ANFRAGE: Schreiben Sie die folgenden Einträge erneut ab und ersetzen Sie dabei jedes Vorkommen von „Output“ durch „Return“. Alles Übrige bleibt unverändert.

---

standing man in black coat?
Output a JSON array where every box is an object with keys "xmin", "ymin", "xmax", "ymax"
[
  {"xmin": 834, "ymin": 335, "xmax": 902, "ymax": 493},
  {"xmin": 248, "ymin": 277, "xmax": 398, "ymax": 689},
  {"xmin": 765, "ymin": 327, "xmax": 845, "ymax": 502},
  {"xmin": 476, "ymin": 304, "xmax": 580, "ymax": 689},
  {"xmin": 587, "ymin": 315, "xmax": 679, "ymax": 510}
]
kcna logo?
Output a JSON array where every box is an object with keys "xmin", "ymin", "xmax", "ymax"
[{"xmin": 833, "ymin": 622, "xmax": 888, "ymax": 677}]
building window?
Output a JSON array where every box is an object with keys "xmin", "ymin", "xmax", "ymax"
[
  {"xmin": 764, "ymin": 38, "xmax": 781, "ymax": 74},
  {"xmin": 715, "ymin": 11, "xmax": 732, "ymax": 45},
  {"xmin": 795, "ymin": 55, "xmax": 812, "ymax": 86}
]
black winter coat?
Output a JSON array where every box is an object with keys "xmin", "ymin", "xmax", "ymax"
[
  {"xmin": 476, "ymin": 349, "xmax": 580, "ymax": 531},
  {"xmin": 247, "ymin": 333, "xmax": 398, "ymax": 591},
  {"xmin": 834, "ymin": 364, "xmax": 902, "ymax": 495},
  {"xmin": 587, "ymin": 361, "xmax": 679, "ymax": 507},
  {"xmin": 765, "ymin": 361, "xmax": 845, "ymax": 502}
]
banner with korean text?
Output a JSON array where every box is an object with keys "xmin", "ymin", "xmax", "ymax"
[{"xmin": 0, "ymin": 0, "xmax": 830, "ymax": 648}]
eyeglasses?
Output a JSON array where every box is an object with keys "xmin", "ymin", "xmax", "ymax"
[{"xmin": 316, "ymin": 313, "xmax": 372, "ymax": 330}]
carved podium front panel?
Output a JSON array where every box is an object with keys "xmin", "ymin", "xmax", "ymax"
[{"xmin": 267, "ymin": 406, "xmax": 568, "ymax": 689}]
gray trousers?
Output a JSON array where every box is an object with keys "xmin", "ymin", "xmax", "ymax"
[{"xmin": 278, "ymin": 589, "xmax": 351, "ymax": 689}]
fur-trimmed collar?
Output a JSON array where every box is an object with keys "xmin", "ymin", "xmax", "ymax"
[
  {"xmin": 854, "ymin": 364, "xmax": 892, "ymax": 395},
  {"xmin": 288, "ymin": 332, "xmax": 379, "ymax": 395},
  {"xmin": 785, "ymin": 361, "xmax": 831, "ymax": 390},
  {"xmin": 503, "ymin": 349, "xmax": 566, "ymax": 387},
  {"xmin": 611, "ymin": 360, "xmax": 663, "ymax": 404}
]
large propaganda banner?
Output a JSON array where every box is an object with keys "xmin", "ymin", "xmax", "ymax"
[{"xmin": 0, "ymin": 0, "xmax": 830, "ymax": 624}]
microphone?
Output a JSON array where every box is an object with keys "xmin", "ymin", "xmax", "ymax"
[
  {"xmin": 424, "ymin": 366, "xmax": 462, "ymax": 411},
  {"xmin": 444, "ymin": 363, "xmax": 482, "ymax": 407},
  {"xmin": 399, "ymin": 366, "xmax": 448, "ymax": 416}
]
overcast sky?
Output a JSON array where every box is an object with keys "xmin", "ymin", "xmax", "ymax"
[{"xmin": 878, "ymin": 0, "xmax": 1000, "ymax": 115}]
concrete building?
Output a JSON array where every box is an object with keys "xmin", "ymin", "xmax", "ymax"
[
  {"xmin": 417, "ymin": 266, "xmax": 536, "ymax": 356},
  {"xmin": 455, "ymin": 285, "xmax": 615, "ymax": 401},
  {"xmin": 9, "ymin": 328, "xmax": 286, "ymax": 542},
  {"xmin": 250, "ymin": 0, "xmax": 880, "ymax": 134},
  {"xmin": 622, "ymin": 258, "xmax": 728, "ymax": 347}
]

---

VOLLSTÄNDIGE ANTWORT:
standing man in black coat?
Return a JSON array where every box is an object with keys "xmin", "ymin", "xmax", "ymax"
[
  {"xmin": 834, "ymin": 335, "xmax": 902, "ymax": 493},
  {"xmin": 248, "ymin": 277, "xmax": 398, "ymax": 689},
  {"xmin": 765, "ymin": 327, "xmax": 845, "ymax": 502},
  {"xmin": 476, "ymin": 304, "xmax": 580, "ymax": 689},
  {"xmin": 587, "ymin": 315, "xmax": 679, "ymax": 510}
]
kcna logo?
Return a JSON array where every box is an object with keys "xmin", "ymin", "xmax", "ymax"
[{"xmin": 833, "ymin": 622, "xmax": 888, "ymax": 677}]
building window?
Return a JSON array where every box is an object with keys "xmin", "ymin", "xmax", "ymax"
[
  {"xmin": 764, "ymin": 38, "xmax": 781, "ymax": 74},
  {"xmin": 715, "ymin": 11, "xmax": 732, "ymax": 45},
  {"xmin": 795, "ymin": 55, "xmax": 812, "ymax": 86}
]
black winter coat?
Return a JSON array where every box is an object with keys "xmin", "ymin", "xmax", "ymax"
[
  {"xmin": 476, "ymin": 349, "xmax": 580, "ymax": 531},
  {"xmin": 247, "ymin": 333, "xmax": 398, "ymax": 591},
  {"xmin": 834, "ymin": 364, "xmax": 902, "ymax": 495},
  {"xmin": 587, "ymin": 361, "xmax": 679, "ymax": 507},
  {"xmin": 765, "ymin": 361, "xmax": 845, "ymax": 502}
]
banner with korean text?
Return a JSON array where every box is an object with keys "xmin", "ymin", "xmax", "ymax"
[{"xmin": 0, "ymin": 0, "xmax": 830, "ymax": 648}]
eyeglasses?
Return a JSON array where every box is an object with keys "xmin", "ymin", "xmax", "ymax"
[{"xmin": 316, "ymin": 313, "xmax": 372, "ymax": 330}]
carved podium front panel?
Return a JSON array where every box is an object with keys "xmin", "ymin", "xmax", "ymax"
[{"xmin": 267, "ymin": 406, "xmax": 568, "ymax": 689}]
gray trousers?
Return a JSON array where every box is an object with keys "xmin", "ymin", "xmax", "ymax"
[{"xmin": 278, "ymin": 589, "xmax": 351, "ymax": 689}]
fur-trimmed collar?
Return a JSON array where every box is an object with keys "xmin", "ymin", "xmax", "ymax"
[
  {"xmin": 854, "ymin": 364, "xmax": 892, "ymax": 395},
  {"xmin": 288, "ymin": 332, "xmax": 379, "ymax": 395},
  {"xmin": 785, "ymin": 361, "xmax": 831, "ymax": 390},
  {"xmin": 503, "ymin": 349, "xmax": 566, "ymax": 387},
  {"xmin": 611, "ymin": 360, "xmax": 663, "ymax": 404}
]
large propaganda banner?
Return a JSON array where every box is an object with keys "xmin", "ymin", "xmax", "ymax"
[{"xmin": 0, "ymin": 0, "xmax": 830, "ymax": 624}]
microphone?
Return a JSON array where every box is an object with keys "xmin", "ymin", "xmax", "ymax"
[
  {"xmin": 424, "ymin": 366, "xmax": 462, "ymax": 411},
  {"xmin": 444, "ymin": 363, "xmax": 482, "ymax": 407},
  {"xmin": 399, "ymin": 366, "xmax": 448, "ymax": 416}
]
overcast sky?
Return a JSON array where every box is an object with keys "xmin", "ymin", "xmax", "ymax"
[{"xmin": 878, "ymin": 0, "xmax": 1000, "ymax": 115}]
concrete building?
Return a JSON array where every box is an object with keys "xmin", "ymin", "xmax", "ymax"
[
  {"xmin": 417, "ymin": 266, "xmax": 536, "ymax": 356},
  {"xmin": 455, "ymin": 285, "xmax": 615, "ymax": 401},
  {"xmin": 9, "ymin": 328, "xmax": 286, "ymax": 542},
  {"xmin": 250, "ymin": 0, "xmax": 880, "ymax": 134},
  {"xmin": 622, "ymin": 258, "xmax": 728, "ymax": 347}
]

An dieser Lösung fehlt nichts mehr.